__Task statement__:
Show all lines below holding the string "negative".

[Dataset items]

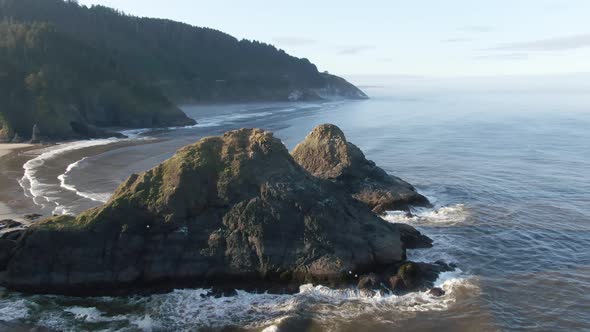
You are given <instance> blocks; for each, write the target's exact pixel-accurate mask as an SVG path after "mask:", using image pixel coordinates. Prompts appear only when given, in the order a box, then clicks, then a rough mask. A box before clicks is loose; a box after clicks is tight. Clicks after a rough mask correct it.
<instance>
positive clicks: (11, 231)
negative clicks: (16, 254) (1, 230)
mask: <svg viewBox="0 0 590 332" xmlns="http://www.w3.org/2000/svg"><path fill="white" fill-rule="evenodd" d="M23 234H24V230H23V229H19V230H15V231H8V232H5V233H2V234H0V240H10V241H15V242H16V241H18V239H20V237H21V236H22V235H23Z"/></svg>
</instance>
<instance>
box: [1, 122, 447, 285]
mask: <svg viewBox="0 0 590 332" xmlns="http://www.w3.org/2000/svg"><path fill="white" fill-rule="evenodd" d="M310 147H312V148H310ZM334 147H336V148H334ZM318 151H321V152H322V154H318ZM314 155H315V156H316V157H317V158H315V159H313V158H311V157H309V158H308V157H306V156H314ZM310 158H311V159H310ZM322 160H323V161H325V163H322V162H321V161H322ZM311 166H313V167H315V168H313V169H311ZM320 170H324V171H323V172H322V171H320ZM326 174H328V175H326ZM359 193H362V194H359ZM381 196H383V197H386V198H385V199H383V200H378V201H377V202H379V203H378V204H374V203H375V201H374V200H372V199H366V198H367V197H371V198H373V197H381ZM383 202H386V203H387V204H386V207H384V209H391V208H394V209H407V208H408V207H409V206H410V205H413V204H416V205H426V204H428V201H427V200H426V198H424V197H423V196H421V195H419V194H418V193H417V192H416V191H415V189H414V188H413V187H412V186H411V185H409V184H407V183H406V182H403V181H402V180H401V179H398V178H395V177H392V176H389V175H387V174H386V173H385V172H384V171H383V170H381V169H380V168H378V167H377V166H375V164H374V163H372V162H370V161H367V160H366V159H365V157H364V155H363V154H362V152H361V151H360V150H359V149H358V148H356V147H355V146H354V145H352V144H350V143H348V142H346V138H345V137H344V134H343V133H342V131H340V129H338V128H337V127H335V126H332V125H323V126H320V127H318V128H316V129H314V131H313V132H312V134H310V135H309V136H308V137H307V138H306V140H305V141H304V142H302V143H301V144H300V145H299V146H298V147H297V148H296V149H295V150H294V151H293V156H292V155H291V154H290V153H289V152H288V151H287V149H286V148H285V146H284V145H283V144H282V143H281V141H280V140H279V139H277V138H275V137H274V136H273V135H272V133H270V132H266V131H262V130H260V129H241V130H236V131H230V132H228V133H226V134H224V135H223V136H220V137H208V138H204V139H202V140H200V141H199V142H197V143H195V144H193V145H189V146H187V147H185V148H183V149H181V150H179V151H178V152H177V154H176V155H175V156H174V157H172V158H171V159H169V160H167V161H165V162H164V163H162V164H161V165H159V166H156V167H155V168H153V169H151V170H149V171H147V172H145V173H143V174H139V175H132V176H131V177H130V178H129V179H128V180H127V181H125V183H123V184H122V185H121V186H120V187H119V188H118V189H117V190H116V192H115V193H114V195H113V196H112V198H111V199H110V200H109V202H107V203H106V204H105V205H104V206H102V207H98V208H94V209H91V210H88V211H86V212H84V213H82V214H81V215H79V216H78V217H70V216H59V217H53V218H50V219H46V220H43V221H41V222H38V223H37V224H35V225H34V226H32V227H30V228H29V229H27V230H24V231H17V232H11V233H9V234H10V235H9V236H7V235H4V236H3V237H2V238H1V239H0V248H2V249H1V251H0V252H1V253H2V255H0V285H2V286H4V287H6V288H8V289H13V290H18V291H25V292H31V293H53V294H68V295H79V296H86V295H108V294H124V293H129V292H145V291H148V292H153V291H158V290H160V291H161V290H164V291H165V290H168V289H172V288H178V287H215V289H221V290H222V291H221V293H222V294H224V293H225V291H224V290H225V289H234V288H240V289H245V290H257V291H263V290H264V291H272V292H293V291H296V289H297V288H298V286H299V285H301V284H303V283H321V284H323V285H327V286H332V287H348V286H351V285H358V287H359V288H363V289H364V288H367V289H374V290H379V289H381V288H384V287H385V288H386V289H389V290H391V291H395V292H405V291H412V290H415V289H427V288H430V287H432V284H433V282H434V280H435V279H436V277H437V276H438V273H440V272H443V271H448V270H452V266H448V265H446V264H444V263H442V262H438V263H435V264H425V263H411V262H407V261H406V249H412V248H427V247H431V246H432V240H430V239H429V238H428V237H426V236H424V235H422V234H420V232H418V231H417V230H415V229H414V228H413V227H411V226H409V225H403V224H392V223H389V222H387V221H385V220H383V219H381V218H380V217H379V216H378V215H376V214H375V213H374V212H373V211H371V210H374V211H375V212H379V211H378V210H379V209H377V207H379V206H380V205H381V206H382V205H383V204H385V203H383Z"/></svg>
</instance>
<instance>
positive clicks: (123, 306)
mask: <svg viewBox="0 0 590 332" xmlns="http://www.w3.org/2000/svg"><path fill="white" fill-rule="evenodd" d="M364 80H365V81H366V82H367V86H369V85H370V86H371V87H368V88H366V89H365V90H366V92H368V94H369V95H370V96H372V99H371V100H367V101H358V102H357V101H353V102H331V103H316V104H245V105H214V106H187V107H184V110H185V112H186V113H187V114H189V115H190V116H191V117H194V118H195V119H196V120H197V121H199V125H197V126H194V127H190V128H174V129H168V130H158V131H151V132H147V133H145V135H144V136H143V137H144V139H143V140H141V141H140V140H138V139H134V140H130V141H127V142H114V143H112V144H111V143H109V144H107V145H101V146H93V147H88V148H85V149H76V150H71V151H67V152H64V153H62V154H60V155H59V156H58V157H56V158H49V159H47V160H46V161H45V163H44V164H43V165H41V166H39V167H38V168H36V169H34V170H33V172H34V176H35V177H34V179H33V180H34V181H38V182H37V186H36V188H37V189H38V191H37V193H39V197H37V199H40V200H41V201H43V199H42V198H41V197H42V196H46V197H51V202H57V205H59V206H63V207H64V209H65V210H67V211H69V212H71V213H79V212H80V211H82V210H84V209H86V208H88V207H90V206H96V205H98V204H100V200H101V199H98V200H92V199H88V198H85V197H83V196H81V195H79V194H76V192H75V191H78V192H80V193H85V195H94V196H92V197H94V198H97V197H102V200H106V199H107V198H108V195H109V193H110V192H112V190H114V189H115V188H116V186H117V185H118V183H120V182H121V181H122V180H124V179H125V178H126V177H127V176H129V174H131V173H132V172H139V171H143V170H146V169H148V168H150V167H152V166H154V165H156V164H157V163H159V162H161V161H162V160H164V159H166V158H168V157H170V156H171V155H172V154H173V153H174V152H175V150H176V149H178V148H180V147H182V146H183V145H186V144H189V143H192V142H194V141H196V140H198V139H199V138H201V137H203V136H209V135H217V134H220V133H223V132H224V131H226V130H229V129H236V128H240V127H261V128H264V129H268V130H272V131H274V132H275V135H276V136H277V137H279V138H281V139H282V140H283V142H284V143H285V144H286V145H287V147H288V148H289V149H292V148H293V147H294V146H295V145H296V144H297V143H298V142H299V141H301V140H302V139H303V138H304V137H305V135H307V133H308V132H309V131H310V130H311V129H312V128H313V127H315V126H316V125H318V124H321V123H334V124H336V125H338V126H340V127H341V128H342V129H343V131H344V132H345V134H346V136H347V138H348V139H349V141H351V142H353V143H355V144H356V145H358V146H359V147H360V148H361V149H362V150H363V151H364V152H365V154H366V155H367V157H368V158H369V159H372V160H374V161H375V162H376V163H377V164H378V165H380V166H381V167H383V168H384V169H385V170H386V171H388V172H389V173H392V174H394V175H396V176H399V177H401V178H403V179H405V180H407V181H409V182H410V183H412V184H414V185H415V186H416V187H417V188H418V189H419V191H421V192H422V193H424V194H425V195H427V196H428V197H429V199H431V201H432V202H434V204H435V208H433V209H418V210H416V211H414V212H415V213H414V216H413V217H407V216H405V214H400V213H395V212H391V213H389V214H388V215H387V216H386V217H385V219H386V220H388V221H392V222H406V223H409V224H412V225H414V226H415V227H417V228H418V229H419V230H421V231H422V232H424V233H426V234H427V235H429V236H430V237H432V238H433V239H434V248H432V249H425V250H414V251H411V252H410V253H409V258H410V259H413V260H418V261H435V260H438V259H443V260H445V261H447V262H449V263H451V262H453V263H456V264H457V265H458V267H459V271H458V272H456V273H454V274H452V275H444V276H442V278H441V279H440V280H439V281H438V284H439V285H440V286H442V287H443V288H444V289H445V290H447V295H445V296H444V297H442V298H440V299H435V298H432V297H430V296H429V295H427V294H423V293H414V294H409V295H406V296H402V297H397V296H392V295H386V294H382V295H377V296H367V295H366V294H361V293H359V292H358V291H356V290H355V289H350V290H331V289H327V288H325V287H322V286H315V287H314V286H311V285H306V286H303V287H302V288H301V291H300V293H299V294H296V295H268V294H248V293H245V292H240V293H239V295H238V296H236V297H232V298H222V299H211V298H206V299H203V298H202V297H201V296H200V294H202V293H203V292H204V290H177V291H174V292H172V293H170V294H160V295H152V296H145V297H140V296H134V297H126V298H94V299H75V298H66V297H59V296H22V295H19V294H14V293H9V292H4V293H0V317H4V318H0V319H5V320H19V321H24V322H28V323H31V324H38V325H43V326H48V327H51V328H55V329H59V330H80V329H85V330H113V331H114V330H128V331H134V330H146V331H150V330H151V331H164V330H170V329H176V330H179V331H188V330H194V329H195V328H202V327H212V328H214V329H217V328H223V327H230V328H246V329H253V330H262V329H266V331H274V330H281V329H283V330H301V329H308V328H309V329H312V330H326V329H331V330H348V331H356V330H369V331H380V330H397V329H400V330H401V329H403V330H412V329H426V330H428V329H438V330H449V331H451V330H452V331H473V330H481V331H497V330H517V331H518V330H530V329H534V330H545V331H547V330H551V331H557V330H561V331H572V330H588V329H590V250H589V249H588V248H590V194H589V193H590V171H589V170H590V130H589V129H590V94H589V93H588V92H587V91H586V90H585V89H583V86H578V87H579V88H577V89H575V88H572V87H573V86H574V85H575V84H569V85H567V84H562V85H560V84H557V83H560V82H562V81H564V80H565V79H561V81H560V80H558V81H557V83H553V89H551V87H552V83H551V82H550V81H547V82H544V83H543V82H541V83H540V82H539V80H533V81H531V82H529V84H527V83H526V82H524V81H523V80H520V81H518V80H516V81H515V80H505V81H501V80H499V79H498V80H497V81H494V82H491V83H490V82H488V83H486V82H479V81H477V82H475V81H473V80H467V81H457V80H455V81H452V82H441V81H427V80H424V79H419V78H411V77H403V78H399V77H398V78H387V79H385V78H383V77H378V78H375V77H373V78H364ZM566 81H567V80H566ZM535 82H536V83H535ZM562 83H563V82H562ZM145 137H148V139H147V140H146V139H145ZM74 164H75V165H74ZM71 165H73V166H71ZM68 166H70V167H68ZM64 174H65V175H64ZM60 175H64V176H62V177H61V178H59V179H58V177H59V176H60ZM62 182H63V183H62ZM67 186H70V187H74V188H75V190H74V191H73V190H71V188H70V189H68V188H67ZM43 189H47V191H46V192H45V193H43ZM45 201H46V200H45ZM45 201H43V203H46V202H45ZM55 204H56V203H54V205H55ZM53 208H55V206H52V209H53Z"/></svg>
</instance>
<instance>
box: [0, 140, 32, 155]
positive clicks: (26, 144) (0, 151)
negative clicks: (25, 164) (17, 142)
mask: <svg viewBox="0 0 590 332" xmlns="http://www.w3.org/2000/svg"><path fill="white" fill-rule="evenodd" d="M39 146H41V145H39V144H29V143H0V158H3V157H4V156H8V155H9V154H11V153H13V152H18V150H23V149H27V148H31V147H39Z"/></svg>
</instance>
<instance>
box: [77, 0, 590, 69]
mask: <svg viewBox="0 0 590 332" xmlns="http://www.w3.org/2000/svg"><path fill="white" fill-rule="evenodd" d="M78 1H79V3H80V4H83V5H92V4H101V5H104V6H108V7H113V8H117V9H119V10H122V11H124V12H125V13H127V14H131V15H135V16H147V17H158V18H167V19H172V20H175V21H181V22H185V23H188V24H192V25H195V26H202V27H209V28H213V29H217V30H221V31H223V32H226V33H229V34H231V35H233V36H235V37H236V38H239V39H242V38H246V39H252V40H259V41H263V42H267V43H270V44H273V45H275V46H277V47H278V48H281V49H284V50H285V51H287V52H288V53H289V54H292V55H294V56H297V57H302V58H308V59H309V60H310V61H311V62H313V63H315V64H316V65H317V66H318V69H320V70H321V71H324V70H327V71H329V72H332V73H336V74H341V75H400V76H406V75H407V76H418V77H465V76H469V77H472V76H476V77H478V76H486V77H489V76H511V75H516V76H518V75H553V74H569V73H590V18H589V17H590V0H477V1H474V0H444V1H443V0H403V1H402V0H364V1H350V0H339V1H333V0H322V1H318V0H315V1H311V0H297V1H277V0H274V1H273V0H214V1H213V0H207V1H202V0H166V1H162V0H78Z"/></svg>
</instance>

__Your response__:
negative clicks: (16, 254) (1, 230)
negative clicks: (25, 164) (17, 142)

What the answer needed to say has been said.